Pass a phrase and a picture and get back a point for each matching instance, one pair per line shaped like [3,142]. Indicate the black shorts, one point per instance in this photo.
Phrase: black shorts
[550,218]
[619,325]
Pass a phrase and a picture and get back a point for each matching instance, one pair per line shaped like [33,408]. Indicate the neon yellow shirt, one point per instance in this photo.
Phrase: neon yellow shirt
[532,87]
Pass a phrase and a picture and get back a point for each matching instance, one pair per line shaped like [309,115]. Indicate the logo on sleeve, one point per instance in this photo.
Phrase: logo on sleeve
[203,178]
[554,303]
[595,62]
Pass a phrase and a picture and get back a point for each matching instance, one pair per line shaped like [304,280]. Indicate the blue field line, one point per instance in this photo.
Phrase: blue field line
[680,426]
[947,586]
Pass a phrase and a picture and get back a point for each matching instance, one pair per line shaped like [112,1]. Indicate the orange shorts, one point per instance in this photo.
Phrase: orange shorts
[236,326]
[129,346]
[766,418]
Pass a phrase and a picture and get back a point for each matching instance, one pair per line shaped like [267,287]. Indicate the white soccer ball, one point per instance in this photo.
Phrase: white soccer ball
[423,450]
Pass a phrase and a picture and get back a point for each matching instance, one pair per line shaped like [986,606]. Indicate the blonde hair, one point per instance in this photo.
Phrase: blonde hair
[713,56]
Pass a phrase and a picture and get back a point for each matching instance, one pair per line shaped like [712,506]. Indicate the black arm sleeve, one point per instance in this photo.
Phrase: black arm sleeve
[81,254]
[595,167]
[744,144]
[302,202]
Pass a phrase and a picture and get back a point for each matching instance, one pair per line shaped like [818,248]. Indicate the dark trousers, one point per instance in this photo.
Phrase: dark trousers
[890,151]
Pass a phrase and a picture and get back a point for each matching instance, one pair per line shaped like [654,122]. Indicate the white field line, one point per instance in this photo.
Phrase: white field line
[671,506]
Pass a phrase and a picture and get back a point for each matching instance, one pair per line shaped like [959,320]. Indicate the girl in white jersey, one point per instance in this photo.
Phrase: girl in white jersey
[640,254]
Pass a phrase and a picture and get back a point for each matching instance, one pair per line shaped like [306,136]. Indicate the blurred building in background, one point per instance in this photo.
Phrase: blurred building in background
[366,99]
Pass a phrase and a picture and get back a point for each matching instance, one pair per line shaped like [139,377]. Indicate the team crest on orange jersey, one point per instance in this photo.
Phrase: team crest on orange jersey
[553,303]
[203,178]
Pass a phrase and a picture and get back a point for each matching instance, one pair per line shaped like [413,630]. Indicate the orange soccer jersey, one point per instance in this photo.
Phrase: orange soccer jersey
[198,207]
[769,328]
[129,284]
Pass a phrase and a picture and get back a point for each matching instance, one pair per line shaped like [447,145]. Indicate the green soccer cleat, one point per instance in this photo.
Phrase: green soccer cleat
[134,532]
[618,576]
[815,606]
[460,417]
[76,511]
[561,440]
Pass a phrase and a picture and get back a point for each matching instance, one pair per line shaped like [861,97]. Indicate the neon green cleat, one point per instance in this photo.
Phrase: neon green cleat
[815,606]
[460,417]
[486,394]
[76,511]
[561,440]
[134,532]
——
• [Task instructions]: Print every entry exactly as it appears.

• [Answer space]:
Pass a phrase and a picture and get back a point for each matching instance, one pair per line shaped like [3,142]. Indicate the black shorts, one point per instance in this photo.
Phrase: black shorts
[550,218]
[619,325]
Pass a phrase and a picture and get back a point for each matching instance, one pair per line shaped like [33,408]. Indicate the neon yellow shirt, one point per instance in this photo.
Phrase: neon yellow shirt
[532,87]
Pass a phrase and a picture and get back a point for each matching instance, one pair per line shaped like [309,115]. Indicate the logo on sleeve, one point per instance in this photo.
Phrase: logo on sleeve
[203,178]
[554,303]
[595,62]
Pass a phrase and a picture and get back a point for each matching instance, one pair per line shaped like [304,280]. Indicate the blue field line, one point per instance in this photo.
Phrase: blue field line
[680,426]
[947,586]
Pass a phrase and a picture and get back a point for each matching instance, one pair per line shaped like [112,1]. Indicate the orange shorts, one point per instance in this photo.
Phrase: orange shorts
[236,326]
[129,346]
[766,418]
Pass a phrase and a picture and get back a point for each matching instance, one pair per line shaped like [267,287]. Indicate the white soccer ball, one point per instance in this photo.
Phrase: white soccer ball
[423,450]
Pass a phrase and a picture and get back a point for each matching instance, one pair per line shaped like [986,606]. Indicate the blonde hair, one point per instance in this photo.
Phrase: blonde hair
[713,56]
Pass a phrase and a picture and get back a point for each matching instance, one pair per line shaped like [712,506]. Indicate the black arm sleeve, one point per instance in this photo.
Phrase: black arm sleeve
[81,254]
[595,167]
[744,144]
[302,202]
Pass a phrase and a picture and get back a point for each matching instance, one pair per line shaped like [818,248]. Indicate the dark trousers, one point per instance in this photo.
Phrase: dark trousers
[890,151]
Pass a phrase and a picture and get back a point for each matching instance, one pair per line shaped like [654,122]. Indicate the white field line, one point per instance in this photo.
Phrase: white field line
[671,506]
Pass a phrase and a picture and get back a point for each matching instance, one pair per line shaped like [959,320]. Indicate the girl in white jersey, one point per instance in this photo.
Phrase: girl in white jersey
[640,254]
Pass a phrase and a picture and get back a point for each matching instance, one pair per line shaped like [306,136]. Indicate the blurred building in background, one point per instance in this photo.
Phrase: blurred building in background
[366,99]
Pass a phrase and a picture and get back a point for each matching instance, one pair per line shaped like [139,377]. Indicate the team crest on orange jersey, one point per instance in this photo.
Phrase: team crest on orange jersey
[553,303]
[203,178]
Pass a phrase and a picture and get back a point for each matching instance, one pair per line shaped like [413,630]. Indicate the orange soccer jersey, one point per instance in this photo.
Phrase: orange soccer jersey
[198,207]
[769,328]
[129,284]
Pass a phrase and a picture and get back a point for each matching instance, one pair per line shaped like [447,145]. Indicate the green soccer cleat, one point per instance in this photo.
Phrase: green soccer cleat
[134,532]
[618,576]
[815,606]
[460,417]
[76,511]
[561,440]
Pass a phrase and a picture and get back a point for each matching instance, one pair per line shaped like [861,97]. Indicate the neon green cleat, one point per instance in this photo.
Phrase: neon green cleat
[815,606]
[460,417]
[486,394]
[76,511]
[561,440]
[134,532]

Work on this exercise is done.